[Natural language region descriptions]
══════
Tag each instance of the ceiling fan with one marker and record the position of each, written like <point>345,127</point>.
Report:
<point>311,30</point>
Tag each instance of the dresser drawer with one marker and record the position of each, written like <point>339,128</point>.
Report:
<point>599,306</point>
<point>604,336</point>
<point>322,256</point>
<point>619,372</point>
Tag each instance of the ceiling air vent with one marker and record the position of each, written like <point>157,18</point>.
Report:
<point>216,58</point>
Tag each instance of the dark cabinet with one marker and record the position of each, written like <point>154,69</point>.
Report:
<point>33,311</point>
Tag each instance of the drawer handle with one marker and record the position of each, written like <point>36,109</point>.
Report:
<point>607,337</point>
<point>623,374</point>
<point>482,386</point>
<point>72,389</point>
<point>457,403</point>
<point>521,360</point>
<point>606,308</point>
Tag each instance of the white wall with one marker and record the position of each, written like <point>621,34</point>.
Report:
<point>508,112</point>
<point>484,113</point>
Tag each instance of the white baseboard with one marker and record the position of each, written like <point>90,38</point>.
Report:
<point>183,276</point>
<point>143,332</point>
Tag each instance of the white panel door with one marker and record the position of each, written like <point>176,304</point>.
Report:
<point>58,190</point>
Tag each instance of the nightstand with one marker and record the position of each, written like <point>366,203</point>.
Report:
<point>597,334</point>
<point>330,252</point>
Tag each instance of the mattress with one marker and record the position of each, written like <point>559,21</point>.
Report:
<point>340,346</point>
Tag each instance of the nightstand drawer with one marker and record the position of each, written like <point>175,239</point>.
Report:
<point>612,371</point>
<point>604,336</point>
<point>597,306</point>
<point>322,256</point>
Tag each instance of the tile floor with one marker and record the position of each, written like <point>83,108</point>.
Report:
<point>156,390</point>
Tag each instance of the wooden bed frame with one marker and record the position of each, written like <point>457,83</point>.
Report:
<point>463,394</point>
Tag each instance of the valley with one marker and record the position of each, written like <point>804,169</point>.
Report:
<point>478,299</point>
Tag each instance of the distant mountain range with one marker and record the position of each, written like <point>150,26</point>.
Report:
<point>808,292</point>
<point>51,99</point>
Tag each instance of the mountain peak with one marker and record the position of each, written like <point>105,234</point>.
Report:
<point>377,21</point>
══════
What the exercise asks → Repeat the records above exactly as they appear.

Exercise response →
Tag each instance of the ceiling fan with one marker and record the position of each, written like <point>345,127</point>.
Report:
<point>311,30</point>
Tag each instance of the dresser drawer with one marker and record the position of each, written like <point>339,128</point>.
Report:
<point>599,306</point>
<point>604,336</point>
<point>322,256</point>
<point>619,372</point>
Tag each instance of the ceiling air vent with one marker and record the position of each, written like <point>157,18</point>.
Report:
<point>216,58</point>
Tag each instance of the dark cabinet with one marker and record the position of each, written like <point>154,69</point>.
Report:
<point>33,311</point>
Tag each instance of the drawer handle with one marker and record the position of each, written like <point>36,109</point>.
Report:
<point>607,337</point>
<point>623,374</point>
<point>482,386</point>
<point>72,389</point>
<point>457,403</point>
<point>521,360</point>
<point>606,308</point>
Tag each instance of the white wall with one marker and record the position of each, written like <point>621,34</point>.
Report:
<point>508,112</point>
<point>484,113</point>
Tag each instance of the white baseboard with one marker and record the position of each, written like <point>90,38</point>.
Report:
<point>183,276</point>
<point>143,332</point>
Tag each instance of the white panel door with one marker and record the position of each, written like <point>176,304</point>.
Report:
<point>58,190</point>
Tag each instance of the nightstand with one marker and record the position of each, written like <point>366,203</point>.
Report:
<point>597,334</point>
<point>330,252</point>
Tag each instance of the mattress with one marker and record the position of each, written like <point>559,21</point>.
Report:
<point>340,346</point>
Tag each instance of the nightstand drawer with one marker and record the position of each, written like <point>175,239</point>.
Report:
<point>612,371</point>
<point>604,336</point>
<point>597,306</point>
<point>322,256</point>
Tag each instance of the tile floor with one marker and record the position of each, written like <point>83,108</point>.
Report:
<point>156,390</point>
Tag each instance of the wooden bed frame with one marker and record the position of each, written like <point>457,83</point>.
Report:
<point>463,394</point>
Tag each instance of the valley with one marker and record the position of each, written like <point>804,169</point>.
Report:
<point>478,299</point>
Tag each instance of the distant mountain range with one marker and record the position of each, written like <point>150,26</point>.
Report:
<point>808,292</point>
<point>51,99</point>
Tag each instance of the mountain peak with one marker and record the position of each, written like <point>105,234</point>.
Report:
<point>377,21</point>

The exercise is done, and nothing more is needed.